▶ [Excerpt provided]
════════

Victory in the second world war was celebrated as a triumph of democracy, but in private many policy makers were worried about the implications of the analysis of the soldiers. It seemed to show that underneath every American were irrational violent drives. What had happened in Germany seemed to bear this out. The complicity of so many ordinary Germans in mass killings during the war showed just how easily these forces could break through and overwhelm democracy.
Ellen Herman - Historian of American Psychology: Planners and policy makers had been convinced by their experiences during World War II that human beings could act very irrationally because of this sort of teeming and raw and unpredictable emotionality. The kind of chaos that lived at the base of human personality could in fact infect the society social institutions to such a point that the society itself would become sick. That's what they believe happened in Germany n which the irrational, the anti-democratic went wild. It is a vision of human nature as incredibly destructive and they were terrified Americans would in fact behave that way or were capable of behaving that way and they wanted to avoid a rerun of that.
Professor Martin Bergmann - Psychoanalyst, US Army 1943-45: So what is needed is a human being that can internalize democratic values so they are not shaken with the storm and psychoanalysis carried in it the promise that it can be done. It opened up new vistas as to how the inner structures of the human being can be changed so that he becomes a more vital free supporter and maintainer of democracy.

════════

▶ [Task objective] Reproduce the passage on postwar fears of irrational human drives and democracy in full, word for word.

▶ [Exercise data]
════════

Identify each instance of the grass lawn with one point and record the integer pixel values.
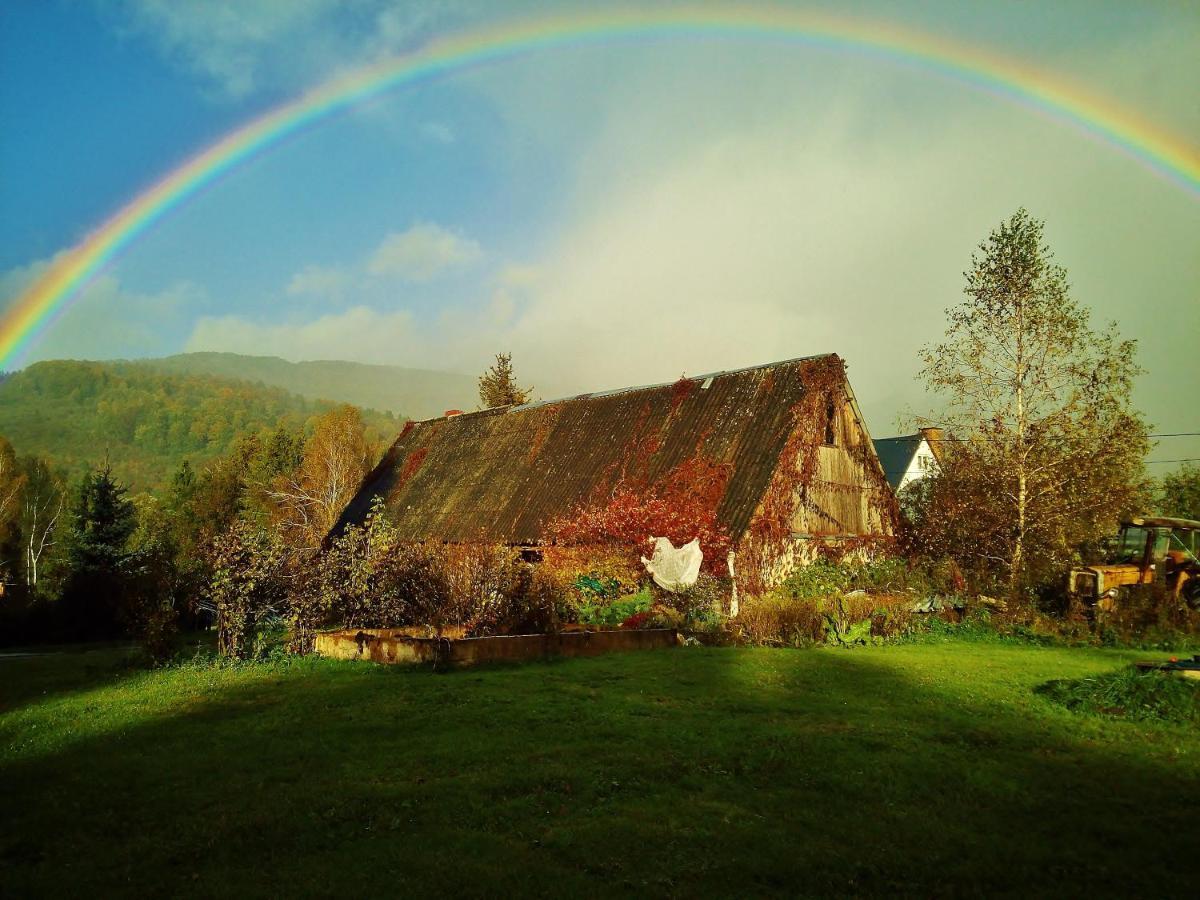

════════

▶ [Task output]
Victory in the second world war was celebrated as a triumph of democracy, but in private many policy makers were worried about the implications of the analysis of the soldiers. It seemed to show that underneath every American were irrational violent drives. What had happened in Germany seemed to bear this out. The complicity of so many ordinary Germans in mass killings during the war showed just how easily these forces could break through and overwhelm democracy.
Ellen Herman - Historian of American Psychology: Planners and policy makers had been convinced by their experiences during World War II that human beings could act very irrationally because of this sort of teeming and raw and unpredictable emotionality. The kind of chaos that lived at the base of human personality could in fact infect the society social institutions to such a point that the society itself would become sick. That's what they believe happened in Germany n which the irrational, the anti-democratic went wild. It is a vision of human nature as incredibly destructive and they were terrified Americans would in fact behave that way or were capable of behaving that way and they wanted to avoid a rerun of that.
Professor Martin Bergmann - Psychoanalyst, US Army 1943-45: So what is needed is a human being that can internalize democratic values so they are not shaken with the storm and psychoanalysis carried in it the promise that it can be done. It opened up new vistas as to how the inner structures of the human being can be changed so that he becomes a more vital free supporter and maintainer of democracy.